_Written request_: Set out every line of the items below as a Markdown table with two columns, No. and Line, numbering the rows and leaving out any blank lines.
━━━
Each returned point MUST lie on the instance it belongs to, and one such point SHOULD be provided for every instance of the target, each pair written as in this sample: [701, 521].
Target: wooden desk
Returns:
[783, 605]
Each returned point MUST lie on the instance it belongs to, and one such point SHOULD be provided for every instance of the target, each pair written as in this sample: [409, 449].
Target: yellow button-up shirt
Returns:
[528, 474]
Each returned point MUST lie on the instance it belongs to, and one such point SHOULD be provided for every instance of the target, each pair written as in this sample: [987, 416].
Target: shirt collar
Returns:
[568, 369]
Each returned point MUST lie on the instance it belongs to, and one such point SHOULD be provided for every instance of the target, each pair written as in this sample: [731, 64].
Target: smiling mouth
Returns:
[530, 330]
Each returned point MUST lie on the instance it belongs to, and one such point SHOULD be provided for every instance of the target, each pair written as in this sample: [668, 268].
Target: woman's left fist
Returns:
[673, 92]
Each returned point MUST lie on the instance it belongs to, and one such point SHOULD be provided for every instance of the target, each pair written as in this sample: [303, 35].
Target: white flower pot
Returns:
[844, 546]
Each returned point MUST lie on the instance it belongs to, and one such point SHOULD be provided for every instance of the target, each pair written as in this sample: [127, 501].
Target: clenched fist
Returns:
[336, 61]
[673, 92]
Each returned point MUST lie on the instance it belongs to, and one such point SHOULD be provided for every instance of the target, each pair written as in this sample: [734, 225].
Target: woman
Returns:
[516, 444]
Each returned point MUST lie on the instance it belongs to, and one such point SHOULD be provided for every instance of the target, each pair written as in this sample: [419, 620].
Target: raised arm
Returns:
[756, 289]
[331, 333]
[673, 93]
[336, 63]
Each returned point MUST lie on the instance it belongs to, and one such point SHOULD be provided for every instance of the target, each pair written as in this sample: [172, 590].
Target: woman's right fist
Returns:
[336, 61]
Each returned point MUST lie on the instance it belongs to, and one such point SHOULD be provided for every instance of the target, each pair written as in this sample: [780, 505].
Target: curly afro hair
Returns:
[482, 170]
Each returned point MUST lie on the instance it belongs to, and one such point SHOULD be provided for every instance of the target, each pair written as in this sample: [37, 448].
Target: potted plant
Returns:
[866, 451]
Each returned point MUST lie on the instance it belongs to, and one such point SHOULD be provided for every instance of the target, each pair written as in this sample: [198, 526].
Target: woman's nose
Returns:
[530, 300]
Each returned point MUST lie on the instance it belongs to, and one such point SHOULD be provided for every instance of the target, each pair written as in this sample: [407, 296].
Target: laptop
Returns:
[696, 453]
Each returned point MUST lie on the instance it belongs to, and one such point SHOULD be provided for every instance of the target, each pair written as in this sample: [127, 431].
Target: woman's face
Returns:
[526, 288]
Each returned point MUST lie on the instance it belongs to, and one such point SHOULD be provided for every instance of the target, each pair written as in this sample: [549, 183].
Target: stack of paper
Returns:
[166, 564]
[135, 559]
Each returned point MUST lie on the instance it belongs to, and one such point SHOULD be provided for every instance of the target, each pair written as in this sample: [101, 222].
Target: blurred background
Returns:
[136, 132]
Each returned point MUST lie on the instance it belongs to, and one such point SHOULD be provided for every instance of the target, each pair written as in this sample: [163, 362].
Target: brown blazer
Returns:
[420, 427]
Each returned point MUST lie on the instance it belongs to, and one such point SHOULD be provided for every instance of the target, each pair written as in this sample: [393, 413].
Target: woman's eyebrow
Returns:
━━━
_Exercise response_:
| No. | Line |
|---|---|
| 1 | Each returned point MUST lie on the instance it belongs to, and one such point SHOULD be provided for every instance of the target, each pair written as in this sample: [701, 521]. |
| 2 | Target: wooden desk |
| 3 | Returns: |
| 4 | [783, 605] |
| 5 | Each returned point MUST lie on the instance it belongs to, and one such point SHOULD be provided for every instance of the target, each pair written as in this sample: [409, 449]. |
| 6 | Target: yellow button-up shirt |
| 7 | Returns: |
| 8 | [528, 474] |
| 9 | Each returned point MUST lie on the instance it belongs to, and one such point SHOULD be provided for every instance of the target, each pair written as in this sample: [987, 416]. |
| 10 | Target: shirt collar |
| 11 | Returns: |
| 12 | [568, 369] |
| 13 | Each returned point MUST lie on the instance it belongs to, and one such point SHOULD be provided for every instance of the target, each pair written as in this sample: [731, 64]. |
| 14 | Target: smiling mouth |
| 15 | Returns: |
| 16 | [530, 330] |
| 17 | Each returned point MUST lie on the instance it belongs to, and one such point SHOULD be provided for every instance of the target, each pair written as in this sample: [668, 268]. |
| 18 | Target: woman's left fist |
| 19 | Returns: |
| 20 | [673, 92] |
| 21 | Each returned point MUST lie on the instance it belongs to, and one such point SHOULD be provided for every instance of the target, each pair written as in this sample: [303, 35]. |
| 22 | Target: white flower pot |
| 23 | Returns: |
| 24 | [844, 546] |
| 25 | Each returned point MUST lie on the instance it belongs to, and one such point SHOULD be provided for every instance of the target, each pair written as in this sample: [127, 501]. |
| 26 | Target: clenched fist |
| 27 | Returns: |
| 28 | [336, 61] |
| 29 | [673, 92] |
| 30 | Each returned point MUST lie on the instance it belongs to, and one such point SHOULD be provided for every instance of the target, each pair written as in this sample: [734, 225]. |
| 31 | Target: woman |
| 32 | Returns: |
| 33 | [516, 444] |
| 34 | Each returned point MUST lie on the instance it belongs to, and one such point SHOULD be provided for every instance of the target, each pair written as in this sample: [419, 620]. |
| 35 | Target: raised arm |
| 36 | Returns: |
| 37 | [756, 289] |
| 38 | [331, 333] |
| 39 | [673, 93] |
| 40 | [336, 63] |
| 41 | Each returned point MUST lie on the instance it belongs to, and one such point SHOULD be provided for every instance of the target, each pair written as in this sample: [172, 590]. |
| 42 | Target: woman's right fist |
| 43 | Returns: |
| 44 | [336, 61] |
| 45 | Each returned point MUST lie on the instance it belongs to, and one such point SHOULD be provided for every instance of the target, each pair written as in this sample: [780, 505]. |
| 46 | Target: curly afro hair |
| 47 | Returns: |
| 48 | [482, 170] |
| 49 | Each returned point MUST lie on the instance it belongs to, and one such point SHOULD be provided for every instance of the target, each pair written as in this sample: [37, 448]. |
| 50 | Target: potted plant |
| 51 | Returns: |
| 52 | [866, 451] |
| 53 | Each returned point MUST lie on the instance it belongs to, and one such point SHOULD be provided for every instance of the target, each pair written as in this sample: [198, 526]. |
| 54 | Target: woman's nose |
| 55 | Returns: |
| 56 | [530, 300] |
| 57 | Each returned point MUST lie on the instance it belongs to, and one such point SHOULD be provided for every instance of the target, each pair written as in this sample: [407, 296]. |
| 58 | Target: laptop |
| 59 | Returns: |
| 60 | [696, 453] |
| 61 | Each returned point MUST lie on the instance it belongs to, and one such point SHOULD be provided for every instance of the target, each pair written as in this sample: [127, 431]. |
| 62 | Target: woman's face |
| 63 | Returns: |
| 64 | [526, 288] |
| 65 | Each returned point MUST lie on the instance it belongs to, and one such point SHOULD be provided for every instance of the target, each pair written as in this sample: [549, 183]. |
| 66 | Target: stack of paper |
| 67 | Returns: |
| 68 | [166, 564] |
| 69 | [135, 559] |
| 70 | Each returned point MUST lie on the instance it belongs to, and one such point SHOULD be provided for every instance of the target, each pair written as in this sample: [101, 222]. |
| 71 | Target: blurred background |
| 72 | Returns: |
| 73 | [136, 132] |
| 74 | Each returned point MUST lie on the instance it belongs to, and one such point SHOULD be provided for every instance of the target, each pair written as in this sample: [163, 362]. |
| 75 | Target: brown blazer |
| 76 | Returns: |
| 77 | [420, 427] |
| 78 | Each returned point MUST lie on the instance it belongs to, and one such point SHOULD be provided for every instance of the target, each pair written as in this sample: [393, 413]. |
| 79 | Target: woman's eyebrow |
| 80 | Returns: |